TEXTO PARA LEITURA -

Leggett integra uma equipe que tem utilizado tecnologia moderna para investigar o passado da jovem.
As pesquisas realizadas até o momento revelaram que ela viveu durante o século VII, compreendido entre os anos 600 e 700, e muito provavelmente empreendeu uma jornada da região dos Alpes, localizada no sul da Alemanha, até a Inglaterra.
Ademais, a sua cruz ricamente adornada, frequentemente conhecida como Cruz de Trumpington, sugere que ela possuía um status aristocrático, senão régio, além de ser uma das primeiras convertidas ao cristianismo dessa época.
“Espero que as pesquisas que estamos realizando em Trumpington, assim como em sepultamentos similares na Inglaterra, ajudem a destacar a importância das mulheres e das garotas no mundo medieval inicial, especialmente na Igreja Cristã, e o poder e a relevância que elas detinham na sociedade no século VII”, afirmou Leggett.
Leggett e seus colegas bioarqueólogos empregaram a técnica de análise isotópica, que consiste no estudo dos ossos em nível atômico, para desvelar pormenores acerca da dieta e saúde da jovem.
Os resultados dessa análise indicaram que a mesma possivelmente vivenciou uma mudança drástica após chegar àquilo que atualmente é conhecido como Reino Unido, resultando em um acesso reduzido a fontes de proteína. A pesquisa também apontou para a probabilidade de que ela tenha sofrido com doenças.
Contudo, ainda há muito a ser desvendado sobre a vida da jovem. A análise do DNA ainda não foi conduzida, embora tal trabalho esteja em curso, conforme mencionado por Leggett. O sequenciamento do DNA permanece um processo oneroso, entretanto, poderia desvendar uma série de outros detalhes sobre a jovem.
- Veja também: Espada De 3.000 Anos Encontrada Na Alemanha
Recriando a fisionomia dela.
O artista forense Hew Morrison desempenhou o papel de criar a reconstrução facial da garota.
Entretanto, devido à ausência dos resultados do DNA, a cor do cabelo e dos olhos permaneceram como aspectos conjecturais, como explicado por Morrison em uma comunicação por e-mail à CNN. Ele indicou ter utilizado dados relacionados à profundidade do tecido facial para visualizar suas características.

O QUE FAZER -
Responda às perguntas a seguir com base no texto sobre a Cruz de Trumpington.
1. Em que século a jovem viveu?
2. Que técnica os bioarqueólogos usaram para investigar a dieta e a saúde dela?
3. Quem criou a reconstrução facial da garota?

LINHAS FORNECIDAS -
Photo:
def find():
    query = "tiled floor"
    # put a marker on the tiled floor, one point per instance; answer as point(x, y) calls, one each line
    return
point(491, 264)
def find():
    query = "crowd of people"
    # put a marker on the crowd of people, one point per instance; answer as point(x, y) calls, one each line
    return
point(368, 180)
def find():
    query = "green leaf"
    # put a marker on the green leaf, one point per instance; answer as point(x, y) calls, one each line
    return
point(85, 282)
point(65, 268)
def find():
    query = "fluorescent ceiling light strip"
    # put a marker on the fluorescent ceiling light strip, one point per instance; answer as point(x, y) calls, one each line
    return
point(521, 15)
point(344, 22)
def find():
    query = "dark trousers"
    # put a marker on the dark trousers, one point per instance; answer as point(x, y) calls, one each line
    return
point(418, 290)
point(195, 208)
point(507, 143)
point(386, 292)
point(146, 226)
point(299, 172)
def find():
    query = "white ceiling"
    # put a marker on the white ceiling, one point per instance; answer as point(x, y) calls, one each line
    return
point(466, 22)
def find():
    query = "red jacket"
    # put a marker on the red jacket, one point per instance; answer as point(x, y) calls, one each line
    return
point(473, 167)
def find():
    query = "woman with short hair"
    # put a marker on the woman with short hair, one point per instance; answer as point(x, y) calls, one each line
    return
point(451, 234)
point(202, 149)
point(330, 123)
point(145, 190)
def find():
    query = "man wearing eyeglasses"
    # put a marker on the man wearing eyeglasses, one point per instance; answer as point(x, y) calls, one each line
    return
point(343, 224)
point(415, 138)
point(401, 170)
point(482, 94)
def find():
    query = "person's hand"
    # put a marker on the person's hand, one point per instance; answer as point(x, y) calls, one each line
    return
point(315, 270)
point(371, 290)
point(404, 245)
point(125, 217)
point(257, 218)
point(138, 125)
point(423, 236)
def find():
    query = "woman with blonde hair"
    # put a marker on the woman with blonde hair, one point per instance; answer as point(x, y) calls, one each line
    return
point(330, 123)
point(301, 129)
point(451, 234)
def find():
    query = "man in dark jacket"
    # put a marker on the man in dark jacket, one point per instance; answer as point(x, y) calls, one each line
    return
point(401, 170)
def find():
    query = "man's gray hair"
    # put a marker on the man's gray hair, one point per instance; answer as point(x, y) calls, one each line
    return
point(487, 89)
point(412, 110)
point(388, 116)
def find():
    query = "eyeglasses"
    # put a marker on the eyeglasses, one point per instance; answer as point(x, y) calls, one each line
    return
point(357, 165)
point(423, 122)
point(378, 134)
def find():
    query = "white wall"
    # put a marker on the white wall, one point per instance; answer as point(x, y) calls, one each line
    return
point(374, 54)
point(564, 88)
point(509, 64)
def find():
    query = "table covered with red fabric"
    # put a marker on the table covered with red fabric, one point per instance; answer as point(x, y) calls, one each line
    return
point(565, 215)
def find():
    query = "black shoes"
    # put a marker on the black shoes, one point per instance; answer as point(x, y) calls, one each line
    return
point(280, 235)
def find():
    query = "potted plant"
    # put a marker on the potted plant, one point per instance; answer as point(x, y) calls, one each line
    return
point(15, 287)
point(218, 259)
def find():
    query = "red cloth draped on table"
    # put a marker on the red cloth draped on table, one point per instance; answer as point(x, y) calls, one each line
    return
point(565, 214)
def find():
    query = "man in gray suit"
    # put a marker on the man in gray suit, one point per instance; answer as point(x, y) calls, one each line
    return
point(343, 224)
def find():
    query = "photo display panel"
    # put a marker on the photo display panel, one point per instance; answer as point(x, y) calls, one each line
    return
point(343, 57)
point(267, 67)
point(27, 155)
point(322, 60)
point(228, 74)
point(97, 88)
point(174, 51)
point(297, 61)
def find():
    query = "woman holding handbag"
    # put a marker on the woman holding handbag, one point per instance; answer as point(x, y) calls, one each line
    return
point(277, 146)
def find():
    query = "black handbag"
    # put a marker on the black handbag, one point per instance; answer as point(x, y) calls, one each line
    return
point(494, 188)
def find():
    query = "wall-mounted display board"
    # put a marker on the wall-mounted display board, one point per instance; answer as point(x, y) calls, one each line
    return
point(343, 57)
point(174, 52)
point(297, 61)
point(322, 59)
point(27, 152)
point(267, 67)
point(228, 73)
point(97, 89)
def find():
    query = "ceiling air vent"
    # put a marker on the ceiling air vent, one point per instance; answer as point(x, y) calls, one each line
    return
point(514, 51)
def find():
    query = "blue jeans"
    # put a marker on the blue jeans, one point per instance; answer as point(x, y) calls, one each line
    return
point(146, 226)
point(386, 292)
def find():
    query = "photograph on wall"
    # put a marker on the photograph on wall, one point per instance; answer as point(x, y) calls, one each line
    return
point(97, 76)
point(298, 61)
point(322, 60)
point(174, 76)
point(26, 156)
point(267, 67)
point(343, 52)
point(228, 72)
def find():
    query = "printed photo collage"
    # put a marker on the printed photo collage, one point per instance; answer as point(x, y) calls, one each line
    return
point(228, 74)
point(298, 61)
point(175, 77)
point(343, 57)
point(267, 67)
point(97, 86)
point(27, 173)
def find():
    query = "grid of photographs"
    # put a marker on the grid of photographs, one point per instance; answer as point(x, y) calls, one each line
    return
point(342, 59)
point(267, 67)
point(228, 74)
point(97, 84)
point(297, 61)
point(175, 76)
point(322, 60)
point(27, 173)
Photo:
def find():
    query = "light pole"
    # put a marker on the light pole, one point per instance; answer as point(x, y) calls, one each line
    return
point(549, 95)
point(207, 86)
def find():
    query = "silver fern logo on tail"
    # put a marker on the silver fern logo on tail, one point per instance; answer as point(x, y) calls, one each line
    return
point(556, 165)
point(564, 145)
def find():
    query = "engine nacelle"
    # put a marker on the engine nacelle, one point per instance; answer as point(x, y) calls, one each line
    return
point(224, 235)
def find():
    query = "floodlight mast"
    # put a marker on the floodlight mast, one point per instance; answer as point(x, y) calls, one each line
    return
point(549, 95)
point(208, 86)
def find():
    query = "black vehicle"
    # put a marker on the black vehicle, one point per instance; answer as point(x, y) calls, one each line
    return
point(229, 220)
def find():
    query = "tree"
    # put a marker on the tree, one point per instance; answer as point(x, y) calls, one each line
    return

RESPOSTA ABAIXO -
1. No século VII, entre os anos 600 e 700.
2. A análise isotópica, que estuda os ossos em nível atômico.
3. O artista forense Hew Morrison.